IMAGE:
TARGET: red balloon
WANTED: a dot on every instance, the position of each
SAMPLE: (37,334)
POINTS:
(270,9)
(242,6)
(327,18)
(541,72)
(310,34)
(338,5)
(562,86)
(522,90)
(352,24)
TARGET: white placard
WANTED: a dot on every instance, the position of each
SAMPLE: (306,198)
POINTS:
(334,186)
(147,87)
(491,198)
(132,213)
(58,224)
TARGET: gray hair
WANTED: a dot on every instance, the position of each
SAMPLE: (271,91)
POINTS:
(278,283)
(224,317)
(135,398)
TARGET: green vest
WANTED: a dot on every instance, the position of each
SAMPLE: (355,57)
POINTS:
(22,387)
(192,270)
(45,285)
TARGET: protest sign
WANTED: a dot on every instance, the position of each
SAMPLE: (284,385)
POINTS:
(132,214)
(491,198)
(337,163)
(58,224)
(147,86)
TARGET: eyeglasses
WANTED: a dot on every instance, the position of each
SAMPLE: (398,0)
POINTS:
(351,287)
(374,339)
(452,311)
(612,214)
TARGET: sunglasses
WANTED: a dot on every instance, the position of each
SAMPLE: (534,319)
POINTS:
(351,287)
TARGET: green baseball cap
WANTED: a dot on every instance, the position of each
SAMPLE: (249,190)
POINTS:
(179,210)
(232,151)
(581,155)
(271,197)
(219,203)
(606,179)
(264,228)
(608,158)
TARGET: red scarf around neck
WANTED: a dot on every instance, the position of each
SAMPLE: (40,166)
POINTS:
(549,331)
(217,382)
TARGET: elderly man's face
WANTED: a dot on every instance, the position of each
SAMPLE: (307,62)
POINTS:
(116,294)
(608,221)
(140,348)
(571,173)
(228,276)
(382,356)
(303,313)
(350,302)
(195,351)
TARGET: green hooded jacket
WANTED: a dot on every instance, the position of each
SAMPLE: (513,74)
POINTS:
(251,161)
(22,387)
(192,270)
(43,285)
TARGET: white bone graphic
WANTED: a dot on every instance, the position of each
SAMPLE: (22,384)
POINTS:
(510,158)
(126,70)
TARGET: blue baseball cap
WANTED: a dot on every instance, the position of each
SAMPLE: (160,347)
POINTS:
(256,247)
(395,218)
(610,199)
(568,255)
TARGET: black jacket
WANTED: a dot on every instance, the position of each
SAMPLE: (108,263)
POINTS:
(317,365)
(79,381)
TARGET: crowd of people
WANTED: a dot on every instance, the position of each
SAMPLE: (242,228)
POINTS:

——————————

**Your assignment**
For the entries above, transcribe precisely the lines from the one with "TARGET: green hooded jacket" through the end, including both.

**Exercise output**
TARGET: green hooded jacket
WANTED: a dot on every instance, the position of each
SAMPLE: (513,74)
POINTS:
(251,161)
(22,387)
(192,270)
(43,285)
TARGET: white bone graphic
WANTED: a dot on every instance, the position of each
SAMPLE: (22,384)
POINTS:
(510,158)
(126,70)
TARGET: blue baseball cap
WANTED: a dot on every instance, the position of each
SAMPLE: (160,347)
POINTS:
(256,247)
(395,218)
(610,199)
(568,255)
TARGET: black jacket
WANTED: a dot on every instance, the position of each
SAMPLE: (108,263)
POINTS:
(317,365)
(79,381)
TARGET: crowd of people
WANTED: a dot on every instance, the position of each
SAMPLE: (242,228)
POINTS:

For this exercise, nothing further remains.